Source text:
Segment Open
“The point of the grant is to look at how various kinds of organizations and financing arrangements affect the quality and cost of substance abuse care...to help real world programs do a better job with the money they put into substance abuse programs and to help [them] redesign how they do things,” said Harvard Medical School (HMS) Morris Professor of Health Economics Richard G. Frank, who will be a co-principal investigator on the project. “Hopefully it can really make a difference.”
Another principal investigator, Constance Horgan, who is director of the Center for Behavioral Health at Brandeis University’s Heller School, was not available for comment. Horgan has worked on numerous projects examining how health services are provided in the changing managed care environment, according to the Heller School website.
Brandeis and Harvard’s health departments have worked on similar projects since the mid-90s, during which they also received a significant grant.
The research project is divided into four main areas. One focus of the study is a program run by the state of Connecticut that “rewards medical providers for doing a good job with Medicaid beneficiaries who abuse substances,” Frank said. The researchers will try to determine whether such monetary incentives are effective in encouraging providers to produce better results in substance abuse recoveries.
A second area of inquiry is the way in which treatment and welfare reform interact for people with substance abuse problems.
“Some states really integrate welfare information…while other states say you can’t have treatment until you get a job,” Frank said. “We are seeing how well people do under those two different circumstances.”
HMS Professor of Health Economics Thomas G. McGuire, another co-investigator of the study, said that welfare reform is “to some degree a one-size-fits-all policy and we are trying to figure out how this aggregate policy suits the most disadvantaged.”
Segment Closed
Dataset excerpts:
Segment Open
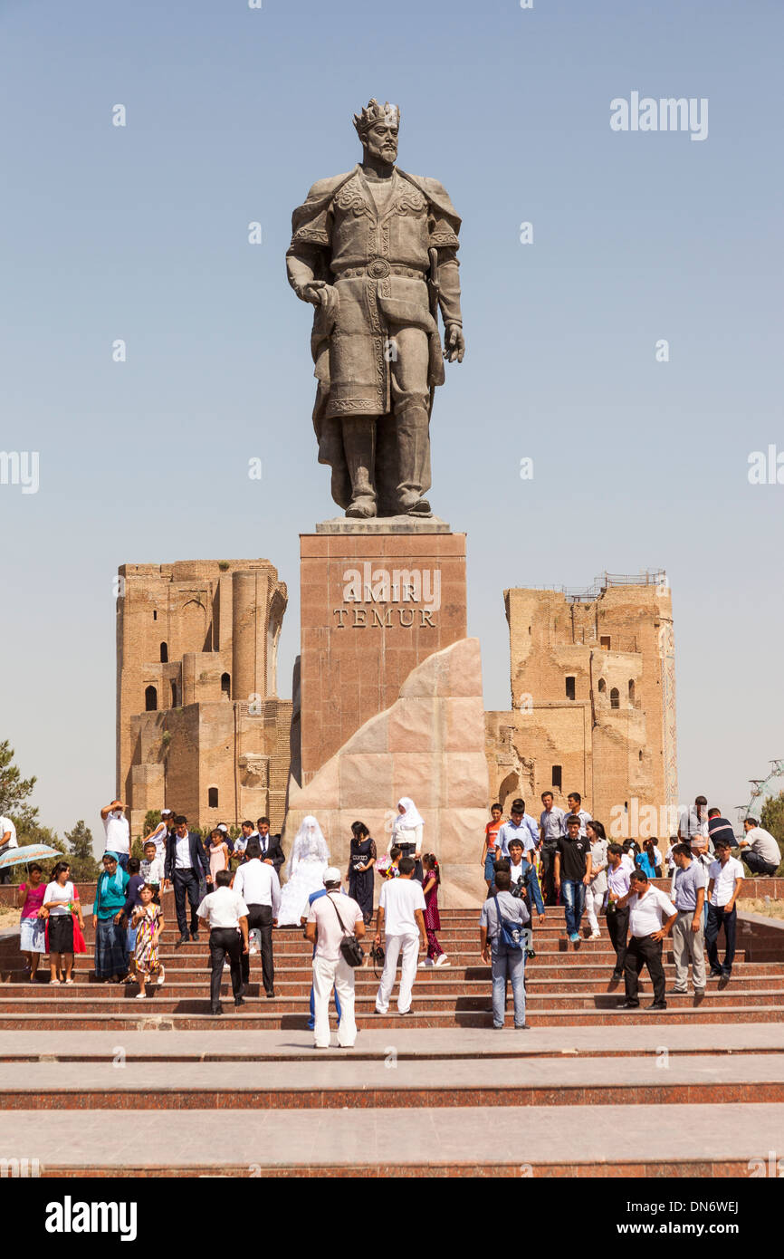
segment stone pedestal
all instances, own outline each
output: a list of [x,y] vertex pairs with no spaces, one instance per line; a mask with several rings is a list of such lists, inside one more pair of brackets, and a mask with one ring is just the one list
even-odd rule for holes
[[478,905],[487,792],[479,643],[462,638],[413,669],[394,704],[365,721],[305,787],[289,783],[284,840],[289,846],[313,813],[331,860],[345,870],[351,823],[369,827],[381,856],[395,806],[410,796],[424,818],[424,849],[443,866],[440,904]]
[[466,535],[448,528],[340,519],[301,535],[302,787],[419,665],[466,637]]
Segment Closed
Assignment:
Pick up the article on the substance abuse care research grant after its final sentence and continue writing it.

Answer:
A third aspect of the study is to look at private managed care companies individually and to examine how costs and outcomes differ when Employee Assistance Programs (EAPs) are integrated with managed care.
“[EAPs] typically work with management and teach them what the workplace symptoms of substance abuse are and to sensitize supervisors and managers to them and to facilitate those employees getting help...[while managed care tries] to arrange for substance abuse care in a way that reduces the cost and increases efficiency,” said William C. Barron, a clinician with Harvard’s EAP.
“The hypothesis is that when these two are linked, you might get better outcomes in terms of costs,” Frank said. “If we learn that integrating them into one thing that does both as opposed to keeping them separate, then perhaps they’ll redesign what they offer employers, so for same amount of money they can offer more.”
Data for the EAP study will come from Managed Health Network, Inc. a mental and behavioral health services company.
The researchers will also study whether equal coverage of substance abuse treatment, compared with coverage of more standard treatments, is affordable or practical.
“I think there is interest in employer and employee groups in dealing with substance abuse, but the problem is that they’re not in the position to finance research and are not sure what right thing for their employees is,” McGuire said.